Exercise instructions: For the McBusted tour article below, mark each statement yes or no and quote the words that decide it: 1. Busted's Charlie is part of the touring lineup. 2. The tour opens at The SSE Hydro in Glasgow. 3. Busted made a cameo appearance at McFly's 10th anniversary shows at the Royal Albert Hall.

Quoted passage:
_ _ _ _ _

THE supergroup will kick off their mammoth UK campaign with gigs at Glasgow’s SSE Hydro next April.
BUSTED admit they are still having to get used to playing live with McFly as McBusted, after being off the scene for almost nine years.
The McFly lads – Harry, Danny, Doug and Tom – and Busted’s Matt and James (minus Charlie, who was reportedly paid a six-figure sum after selling his share of the group) are due to kick off their massive UK tour in Scotland next year at The SSE Hydro in Glasgow on April 17 and 18.
After Busted made a cameo appearance at McFly’s 10th anniversary shows at the Royal Albert Hall in September, the two boybands decided to answer fan demand and finally join forces.
Now the supergroup will embark on a 35-date tour to mark their joint venture and will play various cities across the UK, including Birmingham, Manchester and London’s O2 Arena after the Scots one.
The jaunt has proved to be so popular that the band have been forced to add several extra dates and have even announced another gig at the British Summertime Hyde Park concert series in July.

_ _ _ _ _

Listed entries:
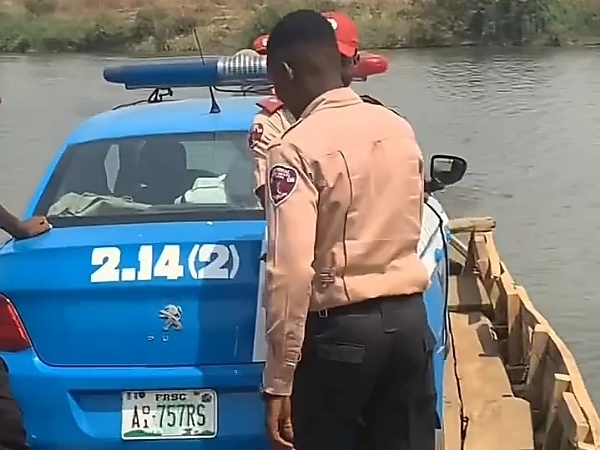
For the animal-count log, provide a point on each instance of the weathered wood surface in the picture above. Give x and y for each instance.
(492, 417)
(535, 361)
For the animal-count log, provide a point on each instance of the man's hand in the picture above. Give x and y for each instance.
(32, 227)
(278, 420)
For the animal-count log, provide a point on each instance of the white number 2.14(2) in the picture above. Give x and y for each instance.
(168, 265)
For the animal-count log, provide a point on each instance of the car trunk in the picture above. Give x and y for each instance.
(133, 314)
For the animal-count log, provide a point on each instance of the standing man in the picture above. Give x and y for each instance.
(12, 434)
(273, 118)
(347, 332)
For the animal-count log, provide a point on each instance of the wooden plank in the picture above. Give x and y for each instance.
(575, 426)
(531, 340)
(553, 431)
(467, 294)
(536, 366)
(452, 406)
(470, 224)
(563, 354)
(496, 419)
(504, 424)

_ _ _ _ _

Response to this exercise:
1. No: "minus Charlie, who was reportedly paid a six-figure sum after selling his share of the group"
2. Yes: "are due to kick off their massive UK tour in Scotland next year at The SSE Hydro in Glasgow on April 17 and 18"
3. Yes: "After Busted made a cameo appearance at McFly’s 10th anniversary shows at the Royal Albert Hall in September"